[Opening PASSAGE SHOWN section]

Cross-resistance to antibiotics of Escherichia coli adapted to benzalkonium chloride or exposed to stress-inducers
Article first published online: 25 NOV 2003
Journal of Applied Microbiology
Volume 96, Issue 1, pages 201–208, January 2004
How to Cite
Langsrud, S., Sundheim, G. and Holck, A.L. (2004), Cross-resistance to antibiotics of Escherichia coli adapted to benzalkonium chloride or exposed to stress-inducers. Journal of Applied Microbiology, 96: 201–208. doi: 10.1046/j.1365-2672.2003.02140.x
- Issue published online: 25 NOV 2003
- Article first published online: 25 NOV 2003
- 2003/0570: received 27 June 2003, revised 29 September 2003 and accepted 29 September 2003
- benzalkonium chloride;
- drug efflux;
- Escherichia coli;
Aims: To study the effects of adaptation and stress on the resistance to benzalkonium chloride (BC) and cross-resistance to antibiotics in Escherichia coli.
Methods and Results: Precultivation of E. coli ATCC 11775 and E. coli DSM 682 in the presence of subinhibitory concentrations of BC or stress inducers (salicylate, chenodeoxycholate and methyl viologen) resulted in higher minimum inhibitory concentration (MIC) of BC and chloramphenicol (CHL). Adaptation to growth in sixfold of the initial MIC of BC resulted in stable BC resistance and enhanced tolerance to several antibiotics and ethidium bromide (EtBr). The MIC of CHL increased more than 10-fold for both strains. Enhanced efflux of EtBr in adapted E. coli ATCC 11775 indicated that the observed resistance was due to efflux. Changes in outer membrane protein profiles were detected in the BC-adapted cells. There were no indications of lower membrane permeability to BC.
Conclusions: Induction of stress response or gradual adaptation to BC or CHL results in acquired cross-tolerance between BC and antibiotics in E. coli. Enhanced efflux was one of the observed differences in adapted cells.
Significance and Impact of the Study: Provided not taking due precautions, extensive use of disinfectants could lead to emergence of antibiotic-resistant isolates.

[Closing PASSAGE SHOWN section]
[Opening MATERIAL SUPPLIED section]

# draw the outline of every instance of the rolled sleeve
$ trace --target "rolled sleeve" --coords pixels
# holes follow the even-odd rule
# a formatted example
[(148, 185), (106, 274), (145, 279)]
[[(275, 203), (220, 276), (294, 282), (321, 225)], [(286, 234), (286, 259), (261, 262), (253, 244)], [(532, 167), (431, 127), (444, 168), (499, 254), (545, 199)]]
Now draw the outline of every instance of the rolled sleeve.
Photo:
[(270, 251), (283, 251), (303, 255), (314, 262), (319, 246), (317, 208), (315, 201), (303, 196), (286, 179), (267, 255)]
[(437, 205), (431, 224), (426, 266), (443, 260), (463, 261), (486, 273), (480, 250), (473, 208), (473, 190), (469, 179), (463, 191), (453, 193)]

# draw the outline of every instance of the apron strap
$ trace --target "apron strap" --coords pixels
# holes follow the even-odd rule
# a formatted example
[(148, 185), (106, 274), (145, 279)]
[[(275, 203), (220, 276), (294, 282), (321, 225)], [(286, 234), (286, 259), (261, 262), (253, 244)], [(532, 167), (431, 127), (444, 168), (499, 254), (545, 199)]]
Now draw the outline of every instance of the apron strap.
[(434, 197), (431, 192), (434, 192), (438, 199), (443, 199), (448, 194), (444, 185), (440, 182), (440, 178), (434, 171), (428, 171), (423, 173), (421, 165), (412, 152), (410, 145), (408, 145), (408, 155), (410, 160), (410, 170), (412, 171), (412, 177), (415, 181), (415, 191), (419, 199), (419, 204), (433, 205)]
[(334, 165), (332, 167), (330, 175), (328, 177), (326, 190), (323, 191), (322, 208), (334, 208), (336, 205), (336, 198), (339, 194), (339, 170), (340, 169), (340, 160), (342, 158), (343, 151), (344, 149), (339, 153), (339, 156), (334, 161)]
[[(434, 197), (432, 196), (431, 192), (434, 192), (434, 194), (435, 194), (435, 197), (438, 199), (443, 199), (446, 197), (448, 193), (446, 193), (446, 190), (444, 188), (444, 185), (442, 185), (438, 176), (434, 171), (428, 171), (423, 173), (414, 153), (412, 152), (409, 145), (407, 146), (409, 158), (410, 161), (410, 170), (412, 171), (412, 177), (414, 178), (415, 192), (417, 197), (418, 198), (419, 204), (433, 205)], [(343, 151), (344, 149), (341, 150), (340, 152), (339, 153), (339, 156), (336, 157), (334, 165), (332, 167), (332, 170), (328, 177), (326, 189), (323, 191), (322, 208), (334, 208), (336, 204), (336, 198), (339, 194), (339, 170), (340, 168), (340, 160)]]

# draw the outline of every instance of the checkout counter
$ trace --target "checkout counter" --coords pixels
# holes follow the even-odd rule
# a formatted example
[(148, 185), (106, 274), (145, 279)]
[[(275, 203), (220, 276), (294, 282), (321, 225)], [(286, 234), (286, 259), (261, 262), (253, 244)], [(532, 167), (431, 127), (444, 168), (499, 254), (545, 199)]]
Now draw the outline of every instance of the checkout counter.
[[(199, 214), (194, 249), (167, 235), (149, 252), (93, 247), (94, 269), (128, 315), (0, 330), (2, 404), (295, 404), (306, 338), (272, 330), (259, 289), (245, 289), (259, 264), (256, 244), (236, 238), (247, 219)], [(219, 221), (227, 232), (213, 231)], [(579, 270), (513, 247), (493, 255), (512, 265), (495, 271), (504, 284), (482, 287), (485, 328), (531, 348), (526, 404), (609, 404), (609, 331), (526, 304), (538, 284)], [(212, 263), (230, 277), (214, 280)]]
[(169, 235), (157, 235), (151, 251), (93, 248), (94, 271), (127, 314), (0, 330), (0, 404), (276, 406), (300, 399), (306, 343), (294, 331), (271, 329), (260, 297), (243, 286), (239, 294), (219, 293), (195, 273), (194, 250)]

[Closing MATERIAL SUPPLIED section]

- [TASKS AND EXERCISES]
- A) Reproduce the benzalkonium chloride abstract starting with "Conclusions: Induction of" and going on through "of antibiotic-resistant isolates.", replacing "disinfectants" with "biocides".
- B) Answer these from the benzalkonium chloride abstract.
(i) Which two E. coli strains were precultivated?
(ii) Which stress inducers were used?
(iii) On what date was the manuscript accepted?
- C) Translate this sentence from the benzalkonium chloride abstract into Spanish: "Enhanced efflux was one of the observed differences in adapted cells."

- [SOLUTIONS FOR EACH TASK]
- A)
Conclusions: Induction of stress response or gradual adaptation to BC or CHL results in acquired cross-tolerance between BC and antibiotics in E. coli. Enhanced efflux was one of the observed differences in adapted cells.
Significance and Impact of the Study: Provided not taking due precautions, extensive use of biocides could lead to emergence of antibiotic-resistant isolates.

- B)
(i) E. coli ATCC 11775 and E. coli DSM 682
(ii) Salicylate, chenodeoxycholate and methyl viologen
(iii) 29 September 2003

- C) El eflujo aumentado fue una de las diferencias observadas en las células adaptadas.